PROBLEM TO SOLVE: Pick out the lines below that contain the string "surface" and copy them all.

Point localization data
=== Begin Enclosure ===
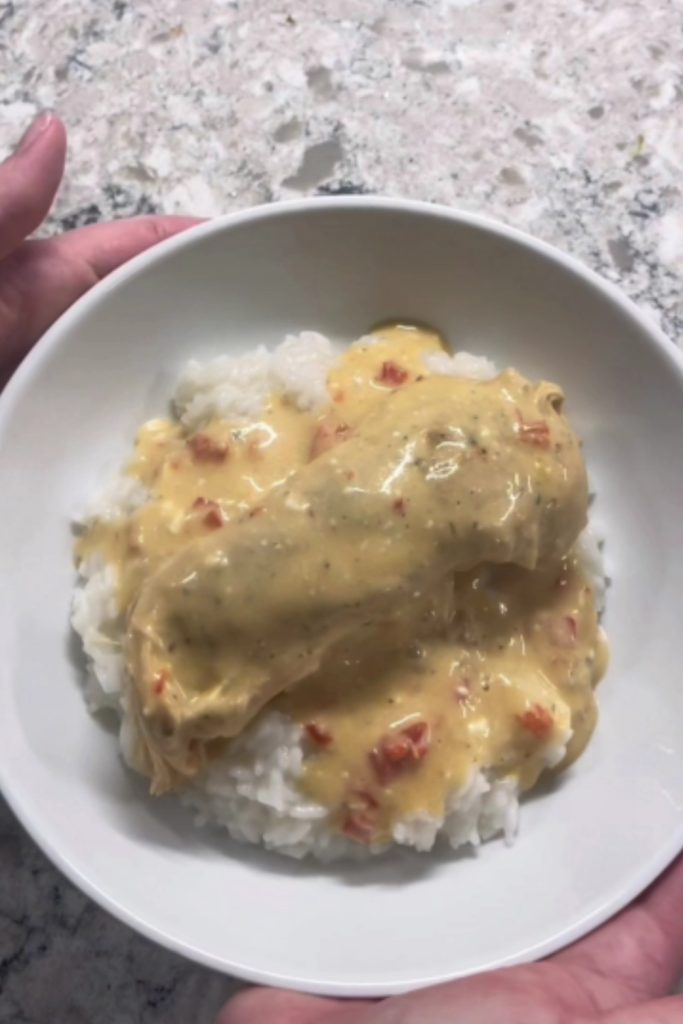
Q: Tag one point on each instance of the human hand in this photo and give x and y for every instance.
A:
(40, 279)
(621, 974)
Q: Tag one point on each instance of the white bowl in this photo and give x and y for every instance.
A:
(68, 419)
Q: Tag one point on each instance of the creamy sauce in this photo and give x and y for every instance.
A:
(313, 546)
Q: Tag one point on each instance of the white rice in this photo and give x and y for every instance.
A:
(252, 791)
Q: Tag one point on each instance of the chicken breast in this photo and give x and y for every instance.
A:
(444, 475)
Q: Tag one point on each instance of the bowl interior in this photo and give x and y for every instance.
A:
(69, 419)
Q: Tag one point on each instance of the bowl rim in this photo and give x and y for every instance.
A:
(22, 381)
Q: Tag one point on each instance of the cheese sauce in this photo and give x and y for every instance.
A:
(494, 667)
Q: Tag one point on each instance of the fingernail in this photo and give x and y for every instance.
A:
(35, 130)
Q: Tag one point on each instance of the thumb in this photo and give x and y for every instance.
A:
(29, 180)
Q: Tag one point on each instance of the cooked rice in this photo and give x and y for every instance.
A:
(251, 791)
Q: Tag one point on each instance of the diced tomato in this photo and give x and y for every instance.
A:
(327, 436)
(538, 721)
(391, 374)
(160, 682)
(398, 750)
(213, 516)
(537, 432)
(562, 631)
(318, 733)
(206, 449)
(420, 736)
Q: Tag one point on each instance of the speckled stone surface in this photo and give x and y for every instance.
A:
(563, 118)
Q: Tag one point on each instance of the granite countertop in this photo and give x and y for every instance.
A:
(563, 118)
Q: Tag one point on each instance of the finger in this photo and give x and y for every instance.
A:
(43, 279)
(643, 946)
(660, 1012)
(256, 1006)
(29, 180)
(103, 247)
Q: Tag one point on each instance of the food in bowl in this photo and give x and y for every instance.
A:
(346, 599)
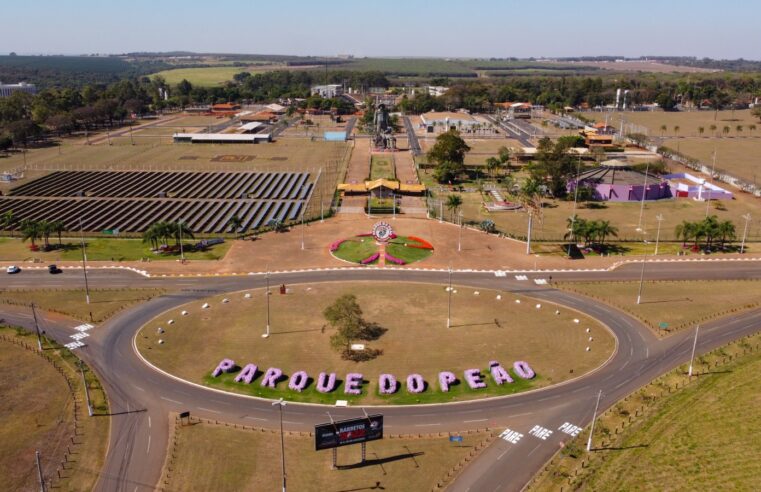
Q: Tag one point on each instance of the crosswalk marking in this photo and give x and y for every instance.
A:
(511, 436)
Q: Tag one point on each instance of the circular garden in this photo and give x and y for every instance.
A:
(400, 352)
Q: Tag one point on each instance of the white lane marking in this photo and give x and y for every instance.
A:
(208, 410)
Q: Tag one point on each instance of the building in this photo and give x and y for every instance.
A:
(615, 181)
(222, 138)
(328, 91)
(437, 90)
(685, 185)
(7, 89)
(225, 108)
(447, 120)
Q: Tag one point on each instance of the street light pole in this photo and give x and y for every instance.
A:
(84, 261)
(37, 328)
(594, 418)
(449, 301)
(745, 232)
(694, 346)
(644, 193)
(281, 403)
(267, 279)
(659, 218)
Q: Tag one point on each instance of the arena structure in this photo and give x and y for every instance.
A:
(616, 181)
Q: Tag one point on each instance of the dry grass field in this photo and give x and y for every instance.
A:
(37, 412)
(212, 457)
(680, 304)
(72, 302)
(417, 340)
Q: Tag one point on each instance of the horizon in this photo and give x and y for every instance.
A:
(422, 29)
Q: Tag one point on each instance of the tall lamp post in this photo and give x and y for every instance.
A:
(745, 232)
(84, 261)
(281, 403)
(659, 218)
(267, 293)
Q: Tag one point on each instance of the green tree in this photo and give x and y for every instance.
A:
(235, 224)
(454, 202)
(448, 153)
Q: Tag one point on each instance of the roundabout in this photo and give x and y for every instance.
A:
(499, 343)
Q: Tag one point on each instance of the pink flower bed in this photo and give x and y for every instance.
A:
(370, 259)
(394, 259)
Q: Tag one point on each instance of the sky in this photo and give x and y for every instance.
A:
(409, 28)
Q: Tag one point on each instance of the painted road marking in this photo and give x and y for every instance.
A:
(540, 432)
(570, 429)
(511, 436)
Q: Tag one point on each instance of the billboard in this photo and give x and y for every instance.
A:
(345, 432)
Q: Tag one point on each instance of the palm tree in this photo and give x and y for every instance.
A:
(30, 229)
(454, 202)
(8, 220)
(235, 223)
(726, 231)
(45, 228)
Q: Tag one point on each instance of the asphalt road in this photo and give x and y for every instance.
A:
(142, 398)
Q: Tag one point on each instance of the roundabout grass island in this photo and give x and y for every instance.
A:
(499, 343)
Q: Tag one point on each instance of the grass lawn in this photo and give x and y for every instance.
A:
(37, 412)
(104, 249)
(681, 304)
(356, 249)
(211, 457)
(700, 438)
(382, 166)
(483, 329)
(104, 303)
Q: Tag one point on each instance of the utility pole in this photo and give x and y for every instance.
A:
(39, 471)
(694, 346)
(641, 279)
(267, 280)
(37, 328)
(281, 403)
(87, 390)
(594, 418)
(84, 260)
(659, 218)
(449, 301)
(745, 232)
(644, 194)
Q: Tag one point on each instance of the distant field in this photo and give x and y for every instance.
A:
(211, 76)
(738, 156)
(215, 457)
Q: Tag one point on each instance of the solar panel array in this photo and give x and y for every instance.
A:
(133, 200)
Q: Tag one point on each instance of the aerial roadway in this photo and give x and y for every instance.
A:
(532, 424)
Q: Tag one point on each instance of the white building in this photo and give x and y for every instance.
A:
(328, 91)
(7, 89)
(437, 90)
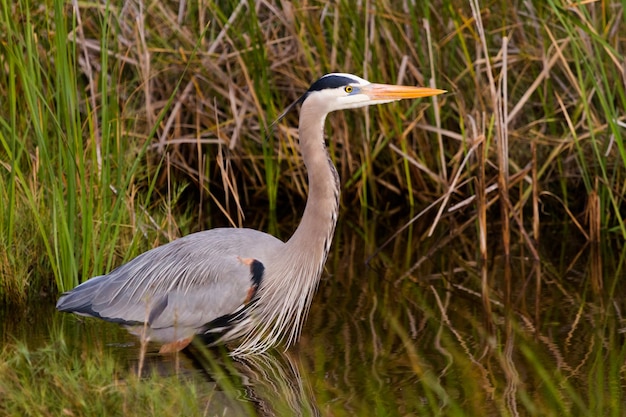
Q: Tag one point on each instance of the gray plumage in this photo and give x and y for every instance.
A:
(238, 284)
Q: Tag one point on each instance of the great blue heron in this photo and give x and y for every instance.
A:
(239, 284)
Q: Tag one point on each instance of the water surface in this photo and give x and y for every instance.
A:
(414, 329)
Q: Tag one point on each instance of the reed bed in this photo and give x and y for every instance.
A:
(125, 125)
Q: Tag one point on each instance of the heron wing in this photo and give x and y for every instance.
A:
(186, 283)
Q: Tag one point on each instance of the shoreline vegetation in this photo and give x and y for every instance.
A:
(124, 125)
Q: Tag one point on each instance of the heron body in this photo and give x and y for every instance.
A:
(239, 284)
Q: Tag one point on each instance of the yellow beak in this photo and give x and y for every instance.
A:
(398, 92)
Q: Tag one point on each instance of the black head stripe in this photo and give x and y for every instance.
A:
(331, 81)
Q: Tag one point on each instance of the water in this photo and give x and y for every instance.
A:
(410, 334)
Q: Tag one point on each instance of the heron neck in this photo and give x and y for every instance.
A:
(311, 240)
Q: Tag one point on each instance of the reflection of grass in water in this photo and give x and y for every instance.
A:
(424, 343)
(84, 185)
(107, 115)
(419, 345)
(52, 381)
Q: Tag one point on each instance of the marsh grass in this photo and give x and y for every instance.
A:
(53, 380)
(123, 126)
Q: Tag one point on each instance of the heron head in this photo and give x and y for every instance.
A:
(338, 91)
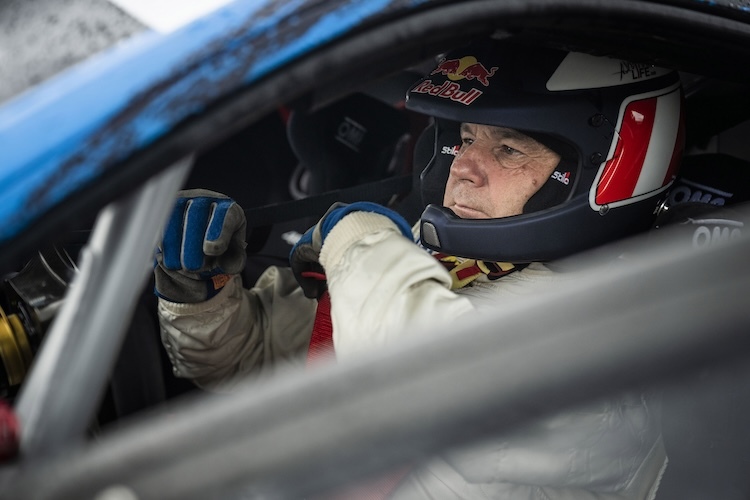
=== End Enclosure ===
EXPECTED OUTPUT:
Q: Tag one point on each instance of the speckled stone surface in this photo and give x and y for every instance.
Q: Tag one point on each instance of the water surface in this photo and give x and y for every instance.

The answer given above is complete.